Transcribe the records below exactly.

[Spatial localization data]
----
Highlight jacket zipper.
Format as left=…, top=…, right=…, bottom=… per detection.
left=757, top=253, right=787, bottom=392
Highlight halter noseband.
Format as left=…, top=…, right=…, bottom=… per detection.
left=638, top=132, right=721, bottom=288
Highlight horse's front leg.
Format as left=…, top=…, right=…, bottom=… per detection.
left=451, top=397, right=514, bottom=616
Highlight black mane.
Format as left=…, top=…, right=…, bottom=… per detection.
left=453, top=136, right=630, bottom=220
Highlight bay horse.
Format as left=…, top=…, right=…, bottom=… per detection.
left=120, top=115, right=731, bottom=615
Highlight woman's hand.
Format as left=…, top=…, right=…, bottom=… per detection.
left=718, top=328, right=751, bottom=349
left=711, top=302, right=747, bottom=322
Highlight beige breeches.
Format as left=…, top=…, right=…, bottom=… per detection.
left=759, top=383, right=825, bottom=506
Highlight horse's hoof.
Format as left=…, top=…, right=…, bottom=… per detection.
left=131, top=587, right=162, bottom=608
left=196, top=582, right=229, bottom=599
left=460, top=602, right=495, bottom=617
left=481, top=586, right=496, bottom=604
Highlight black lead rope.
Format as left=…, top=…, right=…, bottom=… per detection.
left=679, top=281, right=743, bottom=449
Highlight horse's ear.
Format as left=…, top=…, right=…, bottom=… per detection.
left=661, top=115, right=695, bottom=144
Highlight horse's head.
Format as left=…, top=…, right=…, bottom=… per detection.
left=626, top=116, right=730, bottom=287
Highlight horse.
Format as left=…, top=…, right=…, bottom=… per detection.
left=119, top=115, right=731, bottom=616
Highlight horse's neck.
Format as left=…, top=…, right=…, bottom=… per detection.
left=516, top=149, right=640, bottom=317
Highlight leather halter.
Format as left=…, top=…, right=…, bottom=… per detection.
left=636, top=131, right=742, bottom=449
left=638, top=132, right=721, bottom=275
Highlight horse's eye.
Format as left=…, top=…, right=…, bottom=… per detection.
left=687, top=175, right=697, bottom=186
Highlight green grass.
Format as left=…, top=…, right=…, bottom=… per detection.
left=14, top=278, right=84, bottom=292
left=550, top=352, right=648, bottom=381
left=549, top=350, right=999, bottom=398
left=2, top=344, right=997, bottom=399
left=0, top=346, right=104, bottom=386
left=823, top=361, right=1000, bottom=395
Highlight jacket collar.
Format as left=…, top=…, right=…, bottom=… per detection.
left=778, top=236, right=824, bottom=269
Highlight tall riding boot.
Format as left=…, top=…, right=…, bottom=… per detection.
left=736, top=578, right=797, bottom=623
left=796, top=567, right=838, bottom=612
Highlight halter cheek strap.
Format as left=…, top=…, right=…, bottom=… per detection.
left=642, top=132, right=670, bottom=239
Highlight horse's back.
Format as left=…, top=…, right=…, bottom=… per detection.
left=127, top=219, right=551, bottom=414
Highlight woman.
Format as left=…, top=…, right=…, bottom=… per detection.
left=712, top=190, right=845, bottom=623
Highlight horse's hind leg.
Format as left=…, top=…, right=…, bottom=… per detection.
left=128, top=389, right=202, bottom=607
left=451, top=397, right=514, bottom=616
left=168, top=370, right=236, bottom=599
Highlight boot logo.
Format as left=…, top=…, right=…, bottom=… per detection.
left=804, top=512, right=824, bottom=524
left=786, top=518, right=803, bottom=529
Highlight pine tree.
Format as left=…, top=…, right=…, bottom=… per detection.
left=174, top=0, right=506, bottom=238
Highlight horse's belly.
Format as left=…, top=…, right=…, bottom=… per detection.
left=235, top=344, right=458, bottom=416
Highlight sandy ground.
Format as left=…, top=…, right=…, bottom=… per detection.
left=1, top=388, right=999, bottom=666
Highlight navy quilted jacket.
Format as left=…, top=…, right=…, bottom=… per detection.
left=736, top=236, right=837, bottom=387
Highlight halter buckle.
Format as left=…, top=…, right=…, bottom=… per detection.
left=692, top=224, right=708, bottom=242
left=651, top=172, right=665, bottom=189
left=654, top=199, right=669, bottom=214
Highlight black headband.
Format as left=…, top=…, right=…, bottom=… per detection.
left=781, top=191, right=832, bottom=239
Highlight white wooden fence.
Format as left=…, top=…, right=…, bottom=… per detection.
----
-- Output of the exercise --
Highlight jacket zipper.
Format as left=…, top=…, right=…, bottom=… per detection.
left=757, top=253, right=787, bottom=392
Highlight halter noseband.
Format as left=…, top=…, right=…, bottom=… per detection.
left=638, top=132, right=721, bottom=288
Highlight horse's front leg.
Format as left=…, top=…, right=…, bottom=… per detection.
left=451, top=397, right=514, bottom=616
Highlight black mane.
Format as left=…, top=…, right=…, bottom=… per detection.
left=453, top=136, right=630, bottom=220
Highlight bay horse.
Format as left=…, top=…, right=…, bottom=… per detection.
left=120, top=115, right=731, bottom=615
Highlight woman's hand.
Format as left=…, top=…, right=…, bottom=… per detection.
left=718, top=328, right=751, bottom=349
left=711, top=302, right=747, bottom=322
Highlight beige breeches.
Format as left=…, top=…, right=…, bottom=… per detection.
left=759, top=383, right=825, bottom=506
Highlight horse's hoof.
Format as left=…, top=…, right=…, bottom=… per detection.
left=131, top=587, right=162, bottom=608
left=196, top=582, right=229, bottom=599
left=460, top=602, right=495, bottom=617
left=481, top=586, right=496, bottom=604
Highlight black lead rope.
Format as left=…, top=…, right=…, bottom=… per detection.
left=679, top=281, right=743, bottom=449
Highlight horse's ear.
Format as left=…, top=…, right=…, bottom=… per detection.
left=661, top=115, right=695, bottom=144
Highlight horse's head.
Format as left=…, top=…, right=…, bottom=… per detection.
left=626, top=116, right=730, bottom=287
Highlight horse.
Format as left=…, top=…, right=…, bottom=… per detection.
left=119, top=115, right=731, bottom=616
Highlight horse's neck.
Format as left=…, top=…, right=…, bottom=… per detection.
left=516, top=149, right=640, bottom=317
Highlight leather halter.
Format as left=…, top=…, right=…, bottom=… per detection.
left=636, top=131, right=742, bottom=449
left=638, top=132, right=721, bottom=275
Highlight horse's eye.
Format as left=…, top=…, right=…, bottom=… per detection.
left=687, top=175, right=697, bottom=186
Highlight green grass.
Format as left=…, top=…, right=…, bottom=… per detection.
left=14, top=278, right=84, bottom=292
left=550, top=352, right=648, bottom=381
left=549, top=350, right=999, bottom=398
left=2, top=344, right=997, bottom=399
left=0, top=346, right=104, bottom=386
left=823, top=361, right=1000, bottom=395
Highlight jacket collar.
Format as left=…, top=…, right=…, bottom=… per detection.
left=778, top=236, right=824, bottom=269
Highlight tall riding boot.
Format as left=…, top=…, right=…, bottom=… per detection.
left=736, top=578, right=797, bottom=623
left=796, top=567, right=838, bottom=612
Highlight halter cheek strap.
Format as left=…, top=…, right=…, bottom=… per detection.
left=642, top=132, right=670, bottom=239
Highlight horse's back.
Format as left=…, top=…, right=…, bottom=… per detection.
left=127, top=219, right=551, bottom=414
Highlight woman.
Format as left=…, top=…, right=…, bottom=… per detection.
left=712, top=190, right=845, bottom=623
Highlight horse's hind leg.
Format as left=…, top=…, right=…, bottom=… per detection.
left=128, top=389, right=202, bottom=607
left=451, top=397, right=514, bottom=616
left=168, top=370, right=236, bottom=599
Highlight boot logo.
Format as left=…, top=…, right=…, bottom=… per detection.
left=804, top=512, right=824, bottom=524
left=786, top=518, right=803, bottom=529
Highlight pine tree.
Format as left=…, top=…, right=…, bottom=… per detection.
left=174, top=0, right=506, bottom=238
Highlight horse's belly.
Format as left=…, top=…, right=…, bottom=… per detection.
left=235, top=344, right=458, bottom=416
Highlight sandy ground.
Format as left=…, top=…, right=…, bottom=… per detection.
left=1, top=388, right=999, bottom=666
Highlight navy quilted jacket.
Format as left=…, top=…, right=…, bottom=… per detection.
left=736, top=236, right=837, bottom=387
Highlight halter buckle.
Format as left=…, top=…, right=…, bottom=… per detection.
left=692, top=224, right=708, bottom=242
left=651, top=172, right=665, bottom=189
left=654, top=199, right=669, bottom=214
Highlight black headband.
Format as left=…, top=…, right=…, bottom=… per detection.
left=781, top=191, right=832, bottom=239
Highlight white wooden fence.
Format as left=…, top=…, right=…, bottom=… per detection.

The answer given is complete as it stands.